• Instructions:
A. Reproduce everything in the posture passage from "GENERATE MORE POWER" down to "for poor form.", changing "rigid torso" to "stable torso".
B. According to the posture passage, about how far ahead should your gaze be directed for you to be well balanced?
C. Condense the paragraph of the posture passage that begins "The main signs of misalignment" into a short bulleted list that keeps its main facts.

• Source passage:
The easiest way to get an instant fitness boost is with good posture, just like your first-grade teacher recommended. So sit up and listen:

BREATHE DEEPER Correct posture allows you to fill your lungs to full capacity and maximize your oxygen intake, which means more oxygen reaches your muscles, reducing fatigue.
CONSERVE ENERGY "When you're properly aligned and vertical in your stance, your muscles don't have to work as hard to hold you up," says Bill Sands, head of sport biomechanics for the U.S. Olympic Training Center in Chula Vista, California.
AVOID BACK INJURY "Most back injuries are associated with a rounded or arched back," says Stuart McGill, professor of spine biomechanics at the University of Waterloo, in Ontario, Canada. "That's because you're overloading your back muscles," says McGill. Good posture can eliminate that risk.
GENERATE MORE POWER Most sports require the back muscles, hips, and legs to work together. "A rigid torso protects all your flexible limb joints: your hips, legs, knees, and shoulders," says McGill. The result is that all your effort goes into powering through an exercise instead of compensating for poor form.

1. The main signs of misalignment are hunched shoulders, one shoulder higher than the other, uneven pelvis, butt sticking out, and locked knees. "Standing in front of a mirror can be revealing," says Sands. Look for asymmetries in the way you hold yourself and focus on bringing them more in line.
2. Roll your shoulders back, slightly arch your spine, and hold your head up. "When your gaze is directed about 11 feet ahead," says Sands, "you're well balanced."
3. Regular exercise and paying attention to your posture while working out will take care of many postural problems. Sands says, "Most of what controls posture is plain, old-fashioned strength."

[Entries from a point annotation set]
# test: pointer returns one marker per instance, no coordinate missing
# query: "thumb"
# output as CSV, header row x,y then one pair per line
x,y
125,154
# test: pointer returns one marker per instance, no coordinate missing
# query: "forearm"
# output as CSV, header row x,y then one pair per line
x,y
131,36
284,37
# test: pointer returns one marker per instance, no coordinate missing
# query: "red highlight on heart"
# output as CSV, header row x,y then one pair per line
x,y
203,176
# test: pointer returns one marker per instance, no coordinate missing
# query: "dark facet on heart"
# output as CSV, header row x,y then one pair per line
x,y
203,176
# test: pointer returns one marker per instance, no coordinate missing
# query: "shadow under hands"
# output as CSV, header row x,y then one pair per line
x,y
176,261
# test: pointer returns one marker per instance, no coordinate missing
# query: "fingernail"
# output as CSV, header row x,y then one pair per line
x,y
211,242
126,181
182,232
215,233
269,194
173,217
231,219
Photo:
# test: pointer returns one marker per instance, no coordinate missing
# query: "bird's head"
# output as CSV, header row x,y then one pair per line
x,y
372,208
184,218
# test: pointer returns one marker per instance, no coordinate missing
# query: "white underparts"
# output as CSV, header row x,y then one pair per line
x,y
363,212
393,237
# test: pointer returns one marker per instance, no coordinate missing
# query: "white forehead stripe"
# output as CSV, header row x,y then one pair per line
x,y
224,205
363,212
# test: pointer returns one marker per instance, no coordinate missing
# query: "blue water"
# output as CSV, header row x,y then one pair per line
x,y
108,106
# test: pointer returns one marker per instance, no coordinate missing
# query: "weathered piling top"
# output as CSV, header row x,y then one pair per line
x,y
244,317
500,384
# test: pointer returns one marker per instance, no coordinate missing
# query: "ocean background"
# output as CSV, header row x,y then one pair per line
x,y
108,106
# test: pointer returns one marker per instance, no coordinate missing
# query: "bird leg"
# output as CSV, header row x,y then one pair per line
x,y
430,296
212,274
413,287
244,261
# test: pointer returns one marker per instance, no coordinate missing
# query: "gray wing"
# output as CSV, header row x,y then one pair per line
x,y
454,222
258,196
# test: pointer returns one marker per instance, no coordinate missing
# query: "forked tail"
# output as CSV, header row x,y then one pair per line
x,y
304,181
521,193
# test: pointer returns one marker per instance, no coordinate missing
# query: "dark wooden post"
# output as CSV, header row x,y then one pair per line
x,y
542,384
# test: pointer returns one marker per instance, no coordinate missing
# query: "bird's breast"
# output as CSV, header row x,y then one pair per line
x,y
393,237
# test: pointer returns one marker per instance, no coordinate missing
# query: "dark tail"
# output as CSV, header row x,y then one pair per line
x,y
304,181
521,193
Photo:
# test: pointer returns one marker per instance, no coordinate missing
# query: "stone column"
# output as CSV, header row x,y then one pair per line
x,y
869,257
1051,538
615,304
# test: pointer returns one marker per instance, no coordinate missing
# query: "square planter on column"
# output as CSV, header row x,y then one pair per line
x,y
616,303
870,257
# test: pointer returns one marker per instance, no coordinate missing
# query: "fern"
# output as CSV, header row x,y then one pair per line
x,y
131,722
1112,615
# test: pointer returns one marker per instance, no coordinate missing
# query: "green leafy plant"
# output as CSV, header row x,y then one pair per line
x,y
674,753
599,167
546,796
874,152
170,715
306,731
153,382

• Outputs in order:
A.
GENERATE MORE POWER Most sports require the back muscles, hips, and legs to work together. "A stable torso protects all your flexible limb joints: your hips, legs, knees, and shoulders," says McGill. The result is that all your effort goes into powering through an exercise instead of compensating for poor form.

B. About 11 feet ahead.

C.
- Main signs of misalignment: hunched shoulders, one shoulder higher than the other, an uneven pelvis, the butt sticking out, and locked knees.
- Sands notes that standing in front of a mirror can be revealing.
- Look for asymmetries in how you hold yourself and focus on bringing them more in line.